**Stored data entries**
-------------------------

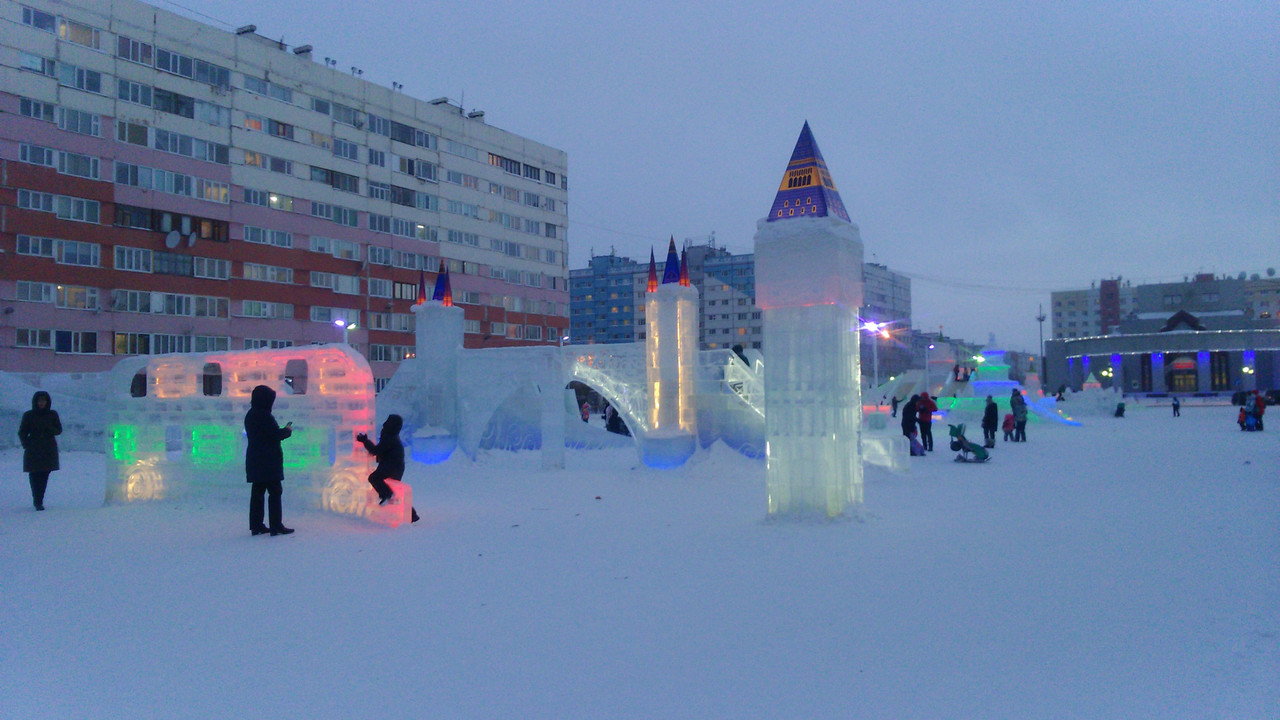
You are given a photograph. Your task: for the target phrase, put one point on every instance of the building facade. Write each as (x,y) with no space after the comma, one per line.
(172,187)
(1207,336)
(603,311)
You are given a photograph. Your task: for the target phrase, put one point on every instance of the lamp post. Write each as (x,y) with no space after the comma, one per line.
(927,367)
(877,331)
(1040,319)
(346,328)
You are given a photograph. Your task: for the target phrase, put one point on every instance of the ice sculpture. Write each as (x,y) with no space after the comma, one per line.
(671,358)
(438,338)
(176,425)
(808,283)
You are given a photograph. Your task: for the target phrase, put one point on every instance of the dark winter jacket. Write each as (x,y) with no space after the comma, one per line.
(1018,404)
(264,458)
(926,408)
(909,414)
(389,451)
(37,433)
(991,417)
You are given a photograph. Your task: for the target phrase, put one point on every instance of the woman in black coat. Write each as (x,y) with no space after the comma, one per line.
(264,461)
(990,422)
(37,433)
(389,454)
(909,415)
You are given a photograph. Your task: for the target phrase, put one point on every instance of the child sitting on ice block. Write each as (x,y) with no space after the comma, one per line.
(391,459)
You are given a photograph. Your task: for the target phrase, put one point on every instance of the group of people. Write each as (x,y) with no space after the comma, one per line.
(918,420)
(1251,413)
(918,414)
(264,456)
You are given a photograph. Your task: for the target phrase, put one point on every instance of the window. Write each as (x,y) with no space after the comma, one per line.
(344,149)
(133,92)
(39,19)
(35,292)
(132,50)
(76,341)
(132,259)
(74,297)
(80,78)
(36,109)
(78,122)
(35,338)
(37,155)
(80,33)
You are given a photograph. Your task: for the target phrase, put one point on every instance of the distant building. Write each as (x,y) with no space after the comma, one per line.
(602,310)
(174,187)
(1208,335)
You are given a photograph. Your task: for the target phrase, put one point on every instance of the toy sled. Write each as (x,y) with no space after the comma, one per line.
(969,452)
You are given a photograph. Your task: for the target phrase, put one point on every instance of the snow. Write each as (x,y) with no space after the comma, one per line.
(1121,569)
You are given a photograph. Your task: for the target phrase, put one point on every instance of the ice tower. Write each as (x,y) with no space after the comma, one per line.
(808,282)
(671,354)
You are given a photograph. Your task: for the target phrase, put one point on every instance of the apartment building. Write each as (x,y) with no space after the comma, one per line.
(167,186)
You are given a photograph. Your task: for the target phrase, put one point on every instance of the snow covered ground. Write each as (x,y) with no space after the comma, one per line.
(1125,569)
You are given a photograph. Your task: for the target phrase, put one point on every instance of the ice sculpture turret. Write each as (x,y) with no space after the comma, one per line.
(438,326)
(808,282)
(671,356)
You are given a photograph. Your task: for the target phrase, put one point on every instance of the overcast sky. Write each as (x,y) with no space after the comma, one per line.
(991,153)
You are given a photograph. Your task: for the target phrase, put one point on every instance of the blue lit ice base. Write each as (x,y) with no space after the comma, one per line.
(432,447)
(662,450)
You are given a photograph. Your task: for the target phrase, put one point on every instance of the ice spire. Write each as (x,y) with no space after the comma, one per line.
(807,188)
(442,287)
(653,273)
(671,272)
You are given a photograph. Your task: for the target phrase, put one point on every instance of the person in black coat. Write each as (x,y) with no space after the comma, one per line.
(990,422)
(264,461)
(389,454)
(909,415)
(37,433)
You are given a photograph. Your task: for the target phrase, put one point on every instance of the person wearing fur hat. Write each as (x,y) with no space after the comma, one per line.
(37,433)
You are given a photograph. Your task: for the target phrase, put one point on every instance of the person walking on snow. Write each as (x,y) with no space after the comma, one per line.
(990,420)
(37,433)
(909,417)
(389,454)
(264,461)
(924,417)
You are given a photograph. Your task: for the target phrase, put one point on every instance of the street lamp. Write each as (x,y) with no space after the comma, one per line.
(346,328)
(877,331)
(1041,320)
(927,367)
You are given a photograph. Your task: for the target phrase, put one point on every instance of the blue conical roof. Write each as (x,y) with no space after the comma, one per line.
(807,188)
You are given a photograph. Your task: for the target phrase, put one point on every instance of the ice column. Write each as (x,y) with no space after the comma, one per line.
(808,282)
(671,352)
(438,324)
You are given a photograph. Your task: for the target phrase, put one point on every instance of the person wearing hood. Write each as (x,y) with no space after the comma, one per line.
(37,433)
(389,454)
(909,417)
(990,422)
(926,408)
(264,461)
(1018,404)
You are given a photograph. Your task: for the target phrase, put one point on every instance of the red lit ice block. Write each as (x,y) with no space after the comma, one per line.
(398,509)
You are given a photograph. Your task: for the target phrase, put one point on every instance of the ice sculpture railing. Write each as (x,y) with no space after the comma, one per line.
(617,372)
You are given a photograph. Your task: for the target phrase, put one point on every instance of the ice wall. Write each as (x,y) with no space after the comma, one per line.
(808,282)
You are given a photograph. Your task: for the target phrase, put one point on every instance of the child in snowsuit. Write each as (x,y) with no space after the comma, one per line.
(391,459)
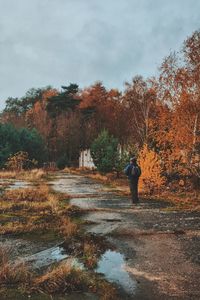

-------------------------

**Work item**
The entries above are to be restated verbatim, with no pictures carried over.

**Answer below**
You are given a photograph. Your task: for the target phrase, put one point on every instance of the building facade. Write each as (x,y) with no space after the comma, one per line.
(172,187)
(1207,336)
(603,311)
You are given a photograph. Your task: for the target phrase, put one point on every instance of the lamp post. Write each as (x,y) with no space after the comma, one per line.
(927,367)
(877,331)
(1040,319)
(346,328)
You are given a photograph. Your task: for the target phrase, put one point on every instance of the ice sculpture. Write each as (x,y) with no space after the comma, one per line.
(671,358)
(438,338)
(176,425)
(808,283)
You are given a photograph. Your task: for the target phrase, put one point on every instance of the dark winter jacket. Write each as (x,y) with no space after the comma, one per line.
(1018,404)
(264,458)
(926,408)
(909,414)
(389,451)
(37,433)
(991,417)
You are given a photograph. Your task: for the target phrase, put one point on every instance of the woman in black coat. Write each as (x,y) with no space after the comma, one per line.
(264,461)
(990,422)
(37,433)
(389,454)
(909,415)
You are given a photograph. Your task: for the target phrase, put one point on every instance of the child sitting on ice block. Write each as (x,y) with no space after the comma, one per line.
(391,459)
You are given a photograph. Your task: for the target phrase, put one point on every instance of the group of people. Write each as (x,y) with no space after the comma, one per line.
(918,420)
(1251,413)
(918,414)
(264,456)
You are given a photograph. Your task: for the target phrase, put one point on every instance of the window. Write each as (x,y) with no space after the comma, one per line.
(344,149)
(133,92)
(39,19)
(35,292)
(132,50)
(76,341)
(132,259)
(74,297)
(80,78)
(36,109)
(78,122)
(35,338)
(37,155)
(80,33)
You are given a photograph. Your task: for the target phrase, put one point on every instance of the distant building. Write each as (x,y) with no space after the comma, one per line.
(602,310)
(174,187)
(1208,335)
You are given a photograph. Your task: for the target phrase, put one point on every instance of the toy sled. Write each as (x,y) with no space after the comma, one per line.
(969,452)
You are given a photograph. Your task: for the target phrase, put one point on every instance of the snow. Write each as (x,y) with no space after the comma, one per line.
(1121,569)
You are given a photograph. Your task: for the target phrase, put one point on every instance of the ice tower. Write each as (x,y) with no space after the comma, one per line.
(808,282)
(671,354)
You are given a photograph. Your task: for the target phrase, put one point on every instance of the apartment building. Write each as (x,y) with no space after the comma, one per line.
(167,186)
You are given a photograph. Your task: for the target phrase, put one point on every instance of the snow covered ground. Write each as (x,y) with no space after the comma, one per line.
(1125,569)
You are given a photograph. Your task: for the target phrase, put one point on every instance of the ice sculpture turret. Write each as (x,y) with no space after the comma, one per line.
(438,326)
(808,282)
(671,356)
You are given a photograph. Your task: for the target phrase, put one point on every instance of the overcast sky. Write each as (x,y) with no space after the comma, one per line.
(991,153)
You are given a photograph. Your task: for the target phrase, put one point on every instance of the blue lit ice base. Write each as (x,y) with no space after the comma, one per line.
(432,447)
(662,450)
You are given a photograph. Your task: for the target phrase, put one point on every instance of the ice spire. Write each as (x,y) with no space after the comma, one per line.
(807,188)
(442,287)
(653,273)
(671,272)
You are given a photograph. Your task: for the target phrase, put one point on every instance of the person in black coat. Write each as (x,y) with no space after the comma, one per line.
(990,422)
(264,461)
(389,454)
(909,415)
(37,433)
You are given a photograph. Your task: for the target phrase, put one point on every instance of the person wearing fur hat. Write each as (x,y) with no space after the comma, one per line.
(37,433)
You are given a photograph. Your task: for the target phrase, put one point on every instance of the person walking on snow. Write each as (x,y) with no space after the comma, one per line.
(990,420)
(37,433)
(909,417)
(389,454)
(264,461)
(924,417)
You are given a photograph. Your task: for the target phrase, put one point on every instance of the street lamp. Write each as (x,y) with no space after the comma, one per line.
(346,328)
(877,331)
(1041,320)
(927,367)
You are given a photograph. Your task: for the target phrase, put one point on every instance of the blue conical roof. Write each as (x,y) with no space after the comma, one per line.
(807,188)
You are given a photograph. Your task: for the target phrase, put one point on every instance of the ice column. Write each as (x,y) with no space after the comma, one per line.
(808,282)
(671,352)
(438,324)
You are given a photograph. Your task: for the target phrase, put one point on every instance of the person wearing hood. Write each as (x,y) with no space after the comma, one per line.
(37,433)
(389,454)
(909,417)
(990,422)
(926,408)
(264,461)
(1018,404)
You are given a photograph. Your task: for the target phrase, put one point on every instance of the red lit ice block. Write each as (x,y) with no space after the comma, one per line.
(398,509)
You are given a photograph. Your task: for the target phrase, put one point on every instance of the ice sculpture railing. Write each as (x,y) with no space after the comma, one per line.
(617,372)
You are given a photograph. Your task: for the target phrase, put one point on every instance of the ice wall. Write each as (x,y) with no space after the comma, one per line.
(808,282)
You are given a photograph. Your task: for the target phrase, put one point on every instance of the child in snowsuit. Write each as (x,y) with no space after the comma, one per line.
(391,459)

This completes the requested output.